#### ATIVIDADE
Reescreva a parte do texto sobre a lei de internação que vai de "A docente também" a "geração de renda.", trocando "recaída" por "reincidência".

Ela critica ainda a falta de clareza sobre os locais de internação previstos na lei e alerta para o risco do uso de comunidades terapêuticas que não seguem as diretrizes da reforma psiquiátrica. "Não há garantia de que essas internações serão feitas em hospitais gerais ou serviços públicos qualificados. Isso pode resultar na utilização de instituições inadequadas, onde já houve casos de violação de direitos e maus-tratos em outros momentos", alerta.
A docente também questiona a eficácia da internação sem consentimento para dependentes químicos. "O tratamento involuntário não é mais eficaz do que a abordagem voluntária, quando a própria pessoa reconhece seu problema e decide buscar ajuda. Sem um acompanhamento pós-alta e uma rede de apoio eficiente, a probabilidade de recaída é muito alta", explica. Para ela, o problema precisa ser tratado de forma mais ampla, com políticas que garantam acesso à moradia, suporte psicológico contínuo e programas de geração de renda.
A vereadora Cláudia Araújo (PSD), autora da proposta, argumenta que a lei responde a uma demanda crescente por tratamento, principalmente, de dependentes químicos na Capital. Segundo ela, o modelo atual de internação é insuficiente, com tratamentos curtos para desintoxicação. "A proposta é garantir um tratamento mais longo, de até 240 dias, permitindo uma reabilitação completa, com um plano estruturado para a reinserção social", afirma. A parlamentar reforça que a internação será realizada mediante avaliação médica e que não se trata de uma medida coercitiva. "Não se trata de forçar o tratamento, mas de garantir o tempo necessário para que a pessoa tenha condições reais de se recuperar", defende.
A lei também prevê a criação de programas de reintegração social para os pacientes após a internação, segundo ela. Entre as medidas estão cursos de profissionalização, incentivo ao ingresso no mercado de trabalho e apoio para reconstrução de vínculos familiares. "Queremos que essas pessoas não apenas saiam da internação, mas que tenham estrutura para recomeçar suas vidas com autonomia", diz Cláudia.

#### DADOS FORNECIDOS
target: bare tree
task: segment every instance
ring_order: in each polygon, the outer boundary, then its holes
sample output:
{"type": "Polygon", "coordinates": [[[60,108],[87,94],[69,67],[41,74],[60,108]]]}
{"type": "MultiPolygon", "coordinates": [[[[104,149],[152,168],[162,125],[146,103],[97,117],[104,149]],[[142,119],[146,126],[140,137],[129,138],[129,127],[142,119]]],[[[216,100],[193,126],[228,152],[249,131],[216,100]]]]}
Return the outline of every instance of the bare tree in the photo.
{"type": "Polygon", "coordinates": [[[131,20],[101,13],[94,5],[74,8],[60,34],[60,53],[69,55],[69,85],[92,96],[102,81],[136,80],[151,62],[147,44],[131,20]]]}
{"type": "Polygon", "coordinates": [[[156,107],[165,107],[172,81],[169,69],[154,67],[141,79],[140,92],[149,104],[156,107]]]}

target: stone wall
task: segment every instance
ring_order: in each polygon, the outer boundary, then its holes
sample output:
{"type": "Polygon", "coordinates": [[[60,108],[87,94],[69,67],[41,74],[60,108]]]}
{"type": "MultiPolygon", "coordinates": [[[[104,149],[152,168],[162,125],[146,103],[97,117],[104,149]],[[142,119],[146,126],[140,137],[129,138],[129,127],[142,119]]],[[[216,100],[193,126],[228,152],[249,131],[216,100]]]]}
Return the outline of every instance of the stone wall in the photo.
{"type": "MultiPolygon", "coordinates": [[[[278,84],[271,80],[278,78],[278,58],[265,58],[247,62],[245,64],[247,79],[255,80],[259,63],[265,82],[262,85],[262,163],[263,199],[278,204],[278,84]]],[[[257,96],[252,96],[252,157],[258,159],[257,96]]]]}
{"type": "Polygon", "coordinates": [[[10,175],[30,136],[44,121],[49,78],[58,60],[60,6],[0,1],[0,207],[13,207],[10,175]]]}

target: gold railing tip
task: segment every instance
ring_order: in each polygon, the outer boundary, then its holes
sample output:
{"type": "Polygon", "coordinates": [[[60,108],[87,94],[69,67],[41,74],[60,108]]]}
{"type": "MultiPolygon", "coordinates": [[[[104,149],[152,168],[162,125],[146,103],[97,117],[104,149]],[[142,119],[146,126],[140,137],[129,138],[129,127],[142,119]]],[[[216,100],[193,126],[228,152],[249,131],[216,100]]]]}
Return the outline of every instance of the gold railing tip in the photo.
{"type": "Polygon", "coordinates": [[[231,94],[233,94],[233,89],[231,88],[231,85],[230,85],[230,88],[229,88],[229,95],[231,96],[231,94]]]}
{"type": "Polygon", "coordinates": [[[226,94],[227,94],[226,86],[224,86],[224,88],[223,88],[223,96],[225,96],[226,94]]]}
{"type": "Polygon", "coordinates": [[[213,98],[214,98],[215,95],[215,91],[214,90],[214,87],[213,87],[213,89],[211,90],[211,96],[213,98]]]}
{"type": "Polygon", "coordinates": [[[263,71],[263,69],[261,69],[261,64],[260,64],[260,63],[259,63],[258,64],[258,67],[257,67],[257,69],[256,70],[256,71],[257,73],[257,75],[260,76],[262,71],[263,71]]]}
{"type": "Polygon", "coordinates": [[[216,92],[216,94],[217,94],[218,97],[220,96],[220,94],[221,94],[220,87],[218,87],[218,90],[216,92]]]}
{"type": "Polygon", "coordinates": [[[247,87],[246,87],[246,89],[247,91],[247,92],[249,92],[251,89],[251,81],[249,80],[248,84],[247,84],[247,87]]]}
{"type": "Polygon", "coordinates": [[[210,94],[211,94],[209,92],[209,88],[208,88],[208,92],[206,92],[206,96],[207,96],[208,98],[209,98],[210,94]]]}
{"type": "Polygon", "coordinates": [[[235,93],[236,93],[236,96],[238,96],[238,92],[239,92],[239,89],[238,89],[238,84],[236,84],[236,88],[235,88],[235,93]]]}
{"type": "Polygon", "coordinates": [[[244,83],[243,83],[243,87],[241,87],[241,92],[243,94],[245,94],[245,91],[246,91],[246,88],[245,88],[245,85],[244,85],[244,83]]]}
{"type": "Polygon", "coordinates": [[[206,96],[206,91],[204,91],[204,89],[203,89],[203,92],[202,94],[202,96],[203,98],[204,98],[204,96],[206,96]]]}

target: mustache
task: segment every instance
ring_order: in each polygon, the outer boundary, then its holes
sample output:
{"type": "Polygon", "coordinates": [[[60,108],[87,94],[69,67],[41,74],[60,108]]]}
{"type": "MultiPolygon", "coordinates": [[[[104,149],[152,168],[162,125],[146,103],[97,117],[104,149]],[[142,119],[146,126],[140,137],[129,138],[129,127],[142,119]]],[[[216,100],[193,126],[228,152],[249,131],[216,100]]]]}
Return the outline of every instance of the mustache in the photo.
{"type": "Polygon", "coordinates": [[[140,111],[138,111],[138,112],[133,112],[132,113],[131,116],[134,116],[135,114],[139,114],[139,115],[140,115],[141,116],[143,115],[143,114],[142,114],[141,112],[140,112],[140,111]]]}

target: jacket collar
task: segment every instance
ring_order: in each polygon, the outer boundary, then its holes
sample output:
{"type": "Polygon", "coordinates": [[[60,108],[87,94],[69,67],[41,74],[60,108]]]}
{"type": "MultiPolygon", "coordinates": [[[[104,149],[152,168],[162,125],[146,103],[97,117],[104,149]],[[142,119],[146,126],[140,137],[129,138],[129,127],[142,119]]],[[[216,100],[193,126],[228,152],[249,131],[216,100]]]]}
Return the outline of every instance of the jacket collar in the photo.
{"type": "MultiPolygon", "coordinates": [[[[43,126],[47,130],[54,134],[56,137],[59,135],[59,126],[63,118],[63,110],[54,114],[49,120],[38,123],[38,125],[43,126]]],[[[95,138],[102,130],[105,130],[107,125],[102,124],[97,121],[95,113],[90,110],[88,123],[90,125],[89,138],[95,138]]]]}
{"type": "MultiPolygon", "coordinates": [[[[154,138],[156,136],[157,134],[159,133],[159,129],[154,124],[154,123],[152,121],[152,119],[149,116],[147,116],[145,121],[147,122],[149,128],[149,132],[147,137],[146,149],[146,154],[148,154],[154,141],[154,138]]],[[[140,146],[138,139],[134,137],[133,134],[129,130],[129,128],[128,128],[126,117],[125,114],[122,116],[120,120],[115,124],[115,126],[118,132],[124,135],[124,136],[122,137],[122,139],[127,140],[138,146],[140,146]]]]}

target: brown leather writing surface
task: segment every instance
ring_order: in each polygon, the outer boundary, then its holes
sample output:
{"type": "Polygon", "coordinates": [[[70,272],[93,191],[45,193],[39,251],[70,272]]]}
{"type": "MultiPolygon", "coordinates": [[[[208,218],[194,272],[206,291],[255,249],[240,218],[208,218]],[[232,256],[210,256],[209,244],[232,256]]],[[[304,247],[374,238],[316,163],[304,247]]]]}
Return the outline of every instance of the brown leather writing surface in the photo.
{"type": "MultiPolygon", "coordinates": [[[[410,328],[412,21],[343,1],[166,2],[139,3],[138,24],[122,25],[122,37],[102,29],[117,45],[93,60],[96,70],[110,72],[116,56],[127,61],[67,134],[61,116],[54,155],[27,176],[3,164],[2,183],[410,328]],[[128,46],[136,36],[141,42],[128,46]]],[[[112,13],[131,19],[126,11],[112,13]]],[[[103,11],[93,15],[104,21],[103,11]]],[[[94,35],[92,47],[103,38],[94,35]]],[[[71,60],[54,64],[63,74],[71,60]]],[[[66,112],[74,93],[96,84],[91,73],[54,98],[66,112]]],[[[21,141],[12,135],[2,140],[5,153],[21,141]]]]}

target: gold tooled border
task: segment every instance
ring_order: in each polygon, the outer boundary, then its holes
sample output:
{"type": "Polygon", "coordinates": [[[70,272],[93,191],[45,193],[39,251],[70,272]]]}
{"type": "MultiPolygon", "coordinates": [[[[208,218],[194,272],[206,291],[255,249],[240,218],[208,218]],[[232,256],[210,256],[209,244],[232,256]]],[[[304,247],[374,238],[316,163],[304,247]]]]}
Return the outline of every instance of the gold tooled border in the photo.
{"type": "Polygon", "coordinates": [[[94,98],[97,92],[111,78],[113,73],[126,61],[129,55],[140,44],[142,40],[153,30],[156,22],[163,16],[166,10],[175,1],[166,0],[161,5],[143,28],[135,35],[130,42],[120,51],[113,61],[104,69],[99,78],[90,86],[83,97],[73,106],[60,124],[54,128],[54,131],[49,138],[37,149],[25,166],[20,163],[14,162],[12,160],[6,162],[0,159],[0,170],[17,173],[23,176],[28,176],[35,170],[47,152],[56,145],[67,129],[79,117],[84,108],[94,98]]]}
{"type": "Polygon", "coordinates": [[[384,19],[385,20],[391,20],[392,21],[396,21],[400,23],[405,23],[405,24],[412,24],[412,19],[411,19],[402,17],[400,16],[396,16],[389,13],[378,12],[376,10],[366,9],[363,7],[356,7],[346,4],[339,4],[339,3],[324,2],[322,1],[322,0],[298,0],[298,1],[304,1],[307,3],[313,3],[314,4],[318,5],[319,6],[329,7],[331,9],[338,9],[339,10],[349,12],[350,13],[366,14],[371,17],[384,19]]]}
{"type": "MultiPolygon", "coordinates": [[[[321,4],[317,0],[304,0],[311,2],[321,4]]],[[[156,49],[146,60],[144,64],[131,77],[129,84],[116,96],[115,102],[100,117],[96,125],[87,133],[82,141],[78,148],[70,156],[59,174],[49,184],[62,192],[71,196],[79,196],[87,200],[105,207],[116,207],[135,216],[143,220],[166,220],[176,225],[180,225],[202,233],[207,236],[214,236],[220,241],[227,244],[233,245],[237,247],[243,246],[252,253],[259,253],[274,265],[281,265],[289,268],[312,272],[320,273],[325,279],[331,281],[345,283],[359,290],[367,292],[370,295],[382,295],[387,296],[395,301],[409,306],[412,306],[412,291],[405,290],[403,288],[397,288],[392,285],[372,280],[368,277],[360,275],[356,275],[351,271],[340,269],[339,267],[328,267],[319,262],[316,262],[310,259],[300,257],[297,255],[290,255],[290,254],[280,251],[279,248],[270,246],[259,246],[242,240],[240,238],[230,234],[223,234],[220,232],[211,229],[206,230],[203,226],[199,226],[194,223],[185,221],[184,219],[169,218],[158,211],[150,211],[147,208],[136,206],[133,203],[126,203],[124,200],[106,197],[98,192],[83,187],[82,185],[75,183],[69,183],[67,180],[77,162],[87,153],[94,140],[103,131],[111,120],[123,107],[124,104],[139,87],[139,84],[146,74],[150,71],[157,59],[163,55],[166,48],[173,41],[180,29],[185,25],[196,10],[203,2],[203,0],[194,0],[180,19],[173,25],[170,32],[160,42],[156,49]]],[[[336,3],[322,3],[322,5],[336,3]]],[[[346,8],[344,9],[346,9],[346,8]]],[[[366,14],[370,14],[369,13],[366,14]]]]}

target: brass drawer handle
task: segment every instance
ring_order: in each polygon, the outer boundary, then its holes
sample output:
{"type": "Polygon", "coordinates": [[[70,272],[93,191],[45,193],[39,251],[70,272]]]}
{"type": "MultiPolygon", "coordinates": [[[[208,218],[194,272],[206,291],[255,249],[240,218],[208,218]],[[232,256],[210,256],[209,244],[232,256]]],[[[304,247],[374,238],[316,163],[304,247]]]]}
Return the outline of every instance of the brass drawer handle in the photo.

#### RESPOSTA
A docente também questiona a eficácia da internação sem consentimento para dependentes químicos. "O tratamento involuntário não é mais eficaz do que a abordagem voluntária, quando a própria pessoa reconhece seu problema e decide buscar ajuda. Sem um acompanhamento pós-alta e uma rede de apoio eficiente, a probabilidade de reincidência é muito alta", explica. Para ela, o problema precisa ser tratado de forma mais ampla, com políticas que garantam acesso à moradia, suporte psicológico contínuo e programas de geração de renda.